## begin Data extract

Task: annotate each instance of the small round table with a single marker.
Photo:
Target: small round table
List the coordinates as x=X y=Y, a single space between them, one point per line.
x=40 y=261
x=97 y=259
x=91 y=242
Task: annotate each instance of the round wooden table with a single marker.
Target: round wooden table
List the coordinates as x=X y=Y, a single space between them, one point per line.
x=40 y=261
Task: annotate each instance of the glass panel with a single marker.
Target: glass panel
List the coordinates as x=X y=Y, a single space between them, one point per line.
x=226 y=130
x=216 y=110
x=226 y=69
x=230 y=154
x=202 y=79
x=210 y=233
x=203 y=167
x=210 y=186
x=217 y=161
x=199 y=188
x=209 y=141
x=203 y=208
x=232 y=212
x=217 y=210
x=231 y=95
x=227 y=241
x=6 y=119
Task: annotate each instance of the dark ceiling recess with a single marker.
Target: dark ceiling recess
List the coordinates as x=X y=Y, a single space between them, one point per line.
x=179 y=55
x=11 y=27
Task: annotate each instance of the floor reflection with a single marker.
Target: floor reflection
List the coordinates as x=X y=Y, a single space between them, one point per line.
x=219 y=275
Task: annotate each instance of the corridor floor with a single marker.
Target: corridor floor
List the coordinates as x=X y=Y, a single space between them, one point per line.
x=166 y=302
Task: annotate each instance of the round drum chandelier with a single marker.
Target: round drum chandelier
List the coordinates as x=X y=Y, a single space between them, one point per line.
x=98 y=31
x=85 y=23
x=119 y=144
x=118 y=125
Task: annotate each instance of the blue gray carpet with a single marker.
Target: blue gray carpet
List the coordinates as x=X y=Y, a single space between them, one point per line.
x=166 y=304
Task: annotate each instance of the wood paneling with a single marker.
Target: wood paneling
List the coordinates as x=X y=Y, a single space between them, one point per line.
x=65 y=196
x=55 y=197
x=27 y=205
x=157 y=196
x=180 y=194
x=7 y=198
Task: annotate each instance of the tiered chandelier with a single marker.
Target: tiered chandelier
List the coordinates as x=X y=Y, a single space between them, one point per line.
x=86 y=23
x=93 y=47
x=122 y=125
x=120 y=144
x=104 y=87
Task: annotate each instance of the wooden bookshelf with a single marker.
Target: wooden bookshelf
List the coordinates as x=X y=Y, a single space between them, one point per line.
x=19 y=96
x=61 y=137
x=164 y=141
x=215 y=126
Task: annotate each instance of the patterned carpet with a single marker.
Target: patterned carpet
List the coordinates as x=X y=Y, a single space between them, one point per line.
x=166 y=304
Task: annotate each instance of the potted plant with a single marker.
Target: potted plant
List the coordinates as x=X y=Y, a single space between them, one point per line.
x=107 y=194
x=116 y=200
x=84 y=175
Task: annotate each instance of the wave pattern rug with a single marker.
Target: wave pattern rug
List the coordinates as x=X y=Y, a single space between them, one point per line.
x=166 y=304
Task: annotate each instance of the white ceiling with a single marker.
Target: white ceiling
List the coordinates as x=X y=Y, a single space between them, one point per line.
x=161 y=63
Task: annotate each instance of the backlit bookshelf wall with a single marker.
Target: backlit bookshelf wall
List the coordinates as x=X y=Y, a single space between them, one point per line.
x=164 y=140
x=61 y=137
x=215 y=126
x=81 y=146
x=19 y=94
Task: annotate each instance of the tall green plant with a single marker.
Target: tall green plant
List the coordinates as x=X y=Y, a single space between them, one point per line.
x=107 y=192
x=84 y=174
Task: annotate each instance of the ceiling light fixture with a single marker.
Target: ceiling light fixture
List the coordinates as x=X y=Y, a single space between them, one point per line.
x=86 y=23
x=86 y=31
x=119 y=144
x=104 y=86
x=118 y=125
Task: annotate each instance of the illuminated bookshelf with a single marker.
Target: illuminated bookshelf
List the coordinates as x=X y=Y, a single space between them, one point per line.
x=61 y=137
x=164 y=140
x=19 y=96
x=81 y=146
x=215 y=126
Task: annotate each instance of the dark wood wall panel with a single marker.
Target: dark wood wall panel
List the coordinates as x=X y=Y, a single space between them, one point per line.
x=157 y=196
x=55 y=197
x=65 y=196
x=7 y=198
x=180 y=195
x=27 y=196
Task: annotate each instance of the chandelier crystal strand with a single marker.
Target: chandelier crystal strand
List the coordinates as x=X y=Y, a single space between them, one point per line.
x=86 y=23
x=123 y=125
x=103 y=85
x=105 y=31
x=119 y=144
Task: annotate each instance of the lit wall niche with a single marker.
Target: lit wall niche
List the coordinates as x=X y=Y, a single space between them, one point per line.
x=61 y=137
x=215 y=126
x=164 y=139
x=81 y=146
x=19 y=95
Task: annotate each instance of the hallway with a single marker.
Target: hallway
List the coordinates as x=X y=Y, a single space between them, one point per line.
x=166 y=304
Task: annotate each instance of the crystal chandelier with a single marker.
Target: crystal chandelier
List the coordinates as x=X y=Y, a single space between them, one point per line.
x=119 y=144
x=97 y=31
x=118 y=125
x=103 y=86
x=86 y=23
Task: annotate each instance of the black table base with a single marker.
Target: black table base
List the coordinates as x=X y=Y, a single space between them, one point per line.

## end Data extract

Reproduce all of the records exactly.

▶ **Worked answer**
Task: annotate each instance of the small round table with a single marker.
Photo:
Target: small round table
List the coordinates as x=X y=Y, a single space between them, one point per line.
x=40 y=261
x=97 y=259
x=91 y=242
Task: annotate each instance of the round wooden table with a single marker.
Target: round wooden table
List the coordinates as x=X y=Y, a single space between them, one point per line.
x=40 y=261
Task: annotate each instance of the glass panel with a single marker.
Target: glass panel
List the coordinates as x=X y=Y, a single space between them, one point per line.
x=226 y=130
x=216 y=110
x=226 y=69
x=230 y=154
x=202 y=79
x=210 y=233
x=203 y=167
x=210 y=186
x=217 y=161
x=199 y=188
x=209 y=141
x=203 y=208
x=232 y=212
x=217 y=210
x=231 y=95
x=227 y=241
x=6 y=119
Task: annotate each instance of the dark ceiling recess with a single marker.
Target: dark ceiling recess
List the coordinates as x=X y=Y, a single space between them, one point per line.
x=179 y=55
x=11 y=27
Task: annotate each instance of the floor reflection with a single marker.
Target: floor reflection
List the coordinates as x=X y=Y, a single space between them, one point per line.
x=219 y=275
Task: annotate each instance of the corridor floor with a single marker.
Target: corridor floor
List the coordinates as x=X y=Y, a single space between them, one point per line.
x=166 y=302
Task: annotate each instance of the round drum chandelier with a single marker.
Target: round drum chandelier
List the coordinates as x=X y=Y, a single space between them, one point per line.
x=98 y=31
x=85 y=23
x=119 y=144
x=118 y=125
Task: annotate each instance of the blue gray carpet with a single marker.
Target: blue gray carpet
List the coordinates as x=X y=Y, a single space between them, one point per line.
x=166 y=304
Task: annotate each instance of the wood paneling with a single marker.
Target: wood paneling
List the coordinates as x=X y=Y, a single space between them, one point per line.
x=65 y=196
x=55 y=197
x=27 y=205
x=157 y=196
x=180 y=194
x=7 y=198
Task: annotate each instance of the tiered chandelier with a single marker.
Target: tiered chandelier
List the coordinates as x=X y=Y, a single space between them, one point per line.
x=86 y=23
x=93 y=47
x=122 y=125
x=120 y=144
x=104 y=87
Task: annotate each instance of the wooden bookshelf with a single marker.
Target: wooden bookshelf
List the coordinates as x=X y=Y, a single space between them, one point per line.
x=19 y=96
x=61 y=137
x=164 y=141
x=215 y=126
Task: annotate each instance of the patterned carpet with a single marker.
Target: patterned carpet
List the coordinates as x=X y=Y, a single space between them, one point per line.
x=166 y=304
Task: annotate each instance of the potted plant with a single marker.
Target: potted plant
List the coordinates as x=X y=Y, a single space between them, one point per line.
x=107 y=194
x=116 y=200
x=84 y=175
Task: annotate each instance of the wave pattern rug with a single marker.
Target: wave pattern rug
List the coordinates as x=X y=Y, a single space between them, one point per line.
x=166 y=304
Task: annotate each instance of the white ceiling with a single marker.
Target: white ceiling
List the coordinates as x=X y=Y, a single space between them, one point per line.
x=161 y=63
Task: annotate each instance of the backlit bookshelf wall with a single marker.
Target: backlit bookshelf wall
List the coordinates as x=X y=Y, a single space between them, one point per line.
x=164 y=140
x=61 y=137
x=215 y=126
x=81 y=146
x=19 y=94
Task: annotate each instance of the tall green plant with a single marker.
Target: tall green plant
List the coordinates as x=X y=Y, a single space between them, one point per line.
x=107 y=192
x=84 y=174
Task: annotate each instance of the ceiling light fixture with a single marker.
Target: ceiling light fixture
List the coordinates as x=X y=Y, a single space between them, one point per line.
x=86 y=23
x=86 y=31
x=119 y=144
x=104 y=86
x=118 y=125
Task: annotate each instance of the illuminated bookshelf with a single marker.
Target: illuminated bookshelf
List the coordinates as x=X y=Y, a single space between them, one point per line.
x=61 y=137
x=164 y=140
x=19 y=96
x=81 y=146
x=215 y=126
Task: annotate each instance of the dark wood wall panel with a single marker.
Target: dark wood wall panel
List the coordinates as x=X y=Y, a single space between them, one point per line.
x=157 y=196
x=55 y=197
x=65 y=196
x=7 y=198
x=180 y=195
x=27 y=196
Task: annotate each instance of the chandelier crystal strand with a single marker.
Target: chandelier crystal strand
List the coordinates as x=X y=Y, a single space between them, one point per line.
x=86 y=23
x=123 y=125
x=103 y=85
x=105 y=31
x=119 y=144
Task: annotate each instance of the lit wall niche with a single marker.
Target: lit wall niche
List the coordinates as x=X y=Y, a single space between them, one point per line.
x=61 y=137
x=215 y=126
x=164 y=139
x=81 y=146
x=19 y=95
Task: annotate each instance of the hallway with a single marker.
Target: hallway
List the coordinates as x=X y=Y, a single space between them, one point per line.
x=166 y=304
Task: annotate each instance of the crystal chandelier with a single marker.
Target: crystal chandelier
List the coordinates as x=X y=Y, a single space between them, one point per line.
x=119 y=144
x=97 y=31
x=118 y=125
x=103 y=86
x=86 y=23
Task: annotate each instance of the black table base with a single marker.
Target: black table base
List the coordinates as x=X y=Y, a single space between them, one point per line.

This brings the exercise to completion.